EXTRAIT DU TEXTE:
┌──

Unité nationale, démocratie et développement durable
Pour sa part, Manuel Gath, représentant résidant de la FES au Maroc a présenté l’expérience du Parti social-démocrate d'Allemagne (SPD) qui a réussi à séduire les électeurs, en faisant appel à des récits prônant la lutte contre les inégalités et pour le progrès. Le responsable a estimé que cette expérience «peut fonctionner pour toutes les sociétés».
Abdeljalil Tolaimate, membre fondateur du Forum, a indiqué de son côté que le diagnostic et l’analyse des mutations restent la base pour construire une conscience proche d'une réalité et proposer des solutions à ses problématiques. Il a rappelé que des «projets de réformes dans différents secteurs ont été menés, sans toutefois parvenir, malgré leurs bilans, à réaliser l’ambition du développement et de la démocratie». Ces projets ont cependant provoqué «une économie de rente», des disparités et des reculs, a-t-il déploré.
Abdeljalil Tolaimate a exposé trois enjeux majeurs pour le royaume, à savoir l’unité nationale, la démocratie et le développement durable, suggérant notamment un débat national élargi sur les enjeux et les défis du Maroc d’aujourd’hui. «Il faut aussi renouveler la culture politique pour surmonter les dysfonctionnements et les pannes de l’échiquier partisan, car il n’y a pas de démocratie sans partis politique, et entreprendre des réformes éducative et religieuse profondes», a-t-il plaidé.
Professeur universitaire, Nasr Hajji a rappelé, pour sa part, que la culture est aujourd’hui «au cœur des débats, y compris démocratiques». «Le développement a besoin d’un socle qui est la culture. Celle-ci donne l’identité», a-t-il fait savoir.
Grilles de lecture, droits humains et démocratie
Ali Bouabid, délégué général de la Fondation Abderrahim Bouabid, a plaidé pour une approche empirique, appelant de son côté à poser des questions non pas à partir d’idée mais de faits. Pour lui, «la démocratie telle que nous la connaissons a besoin d’être repensée et remise en cause de façon permanente tout en gardant ses principes». Le chercheur a donné plusieurs exemples de faits sociétaux, allant des jeunes déjeuneurs arrêtés à Casablanca en avril dernier à l’Etat d’urgence sanitaire, avec ce qu’il a entraîné un «gel» des structures intermédiaires (comme les écoles et les mosquées fermées) entre l’Etat et l’individu en plaidant pour l’adoption de nouvelles grilles de lectures des mutations sociétales.

└──

LIGNES RÉPERTORIÉES:

┌──

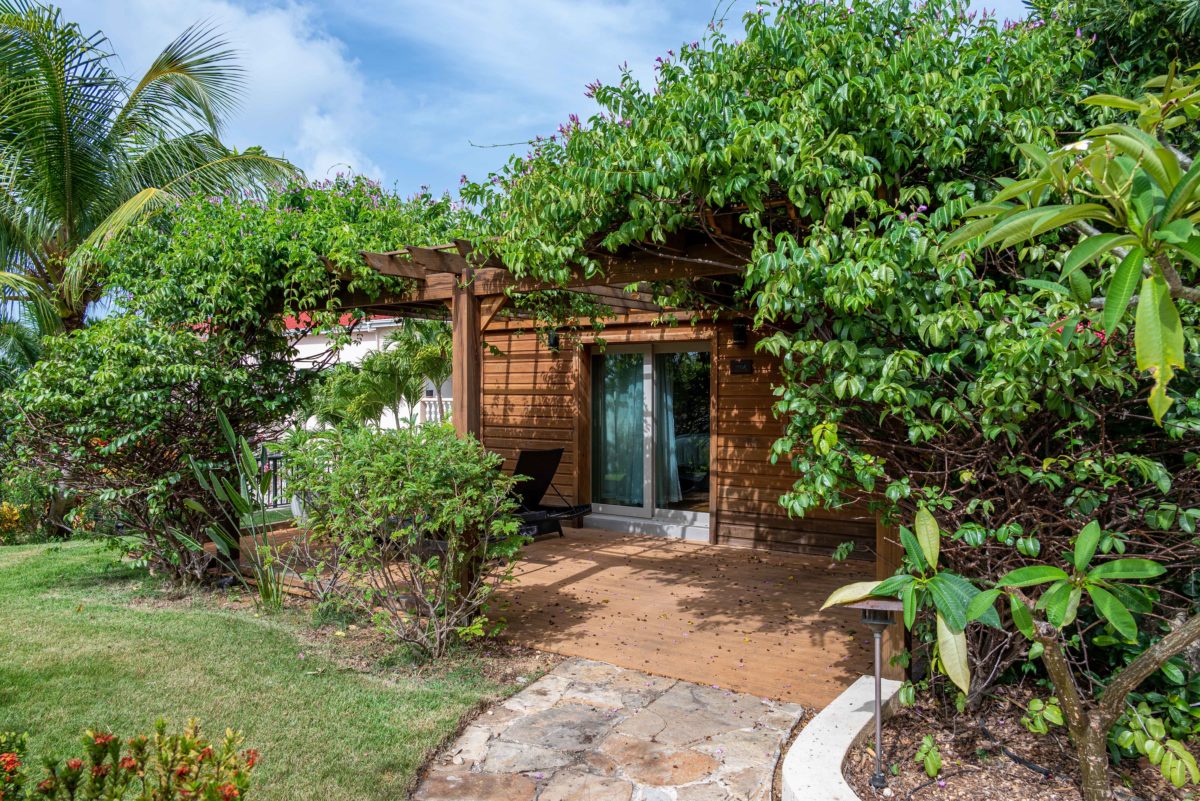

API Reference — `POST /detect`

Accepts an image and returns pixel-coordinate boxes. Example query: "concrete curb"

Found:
[782,676,900,801]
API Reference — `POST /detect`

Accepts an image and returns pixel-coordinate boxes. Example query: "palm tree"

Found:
[0,0,295,330]
[0,298,48,391]
[388,319,454,422]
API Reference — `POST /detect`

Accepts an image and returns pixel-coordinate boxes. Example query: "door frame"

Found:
[590,337,716,527]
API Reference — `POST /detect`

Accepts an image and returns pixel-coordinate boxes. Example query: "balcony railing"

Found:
[416,398,451,423]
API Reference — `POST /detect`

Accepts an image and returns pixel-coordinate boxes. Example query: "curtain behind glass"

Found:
[654,354,683,506]
[592,354,646,506]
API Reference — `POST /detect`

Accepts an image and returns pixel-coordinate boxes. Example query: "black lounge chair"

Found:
[512,447,592,538]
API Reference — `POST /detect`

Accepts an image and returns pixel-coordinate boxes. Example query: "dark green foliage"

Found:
[286,424,523,656]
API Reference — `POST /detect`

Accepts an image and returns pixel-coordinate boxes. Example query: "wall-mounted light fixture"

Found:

└──

OBJECTIF DE L'EXERCICE: Recopiez fidèlement le passage de l'extrait du texte qui s'ouvre sur les mots contenant « Professeur universitaire, Nasr » et se ferme sur « a-t-il fait savoir. ».

CORRIGÉ DE L'EXERCICE:
Professeur universitaire, Nasr Hajji a rappelé, pour sa part, que la culture est aujourd’hui «au cœur des débats, y compris démocratiques». «Le développement a besoin d’un socle qui est la culture. Celle-ci donne l’identité», a-t-il fait savoir.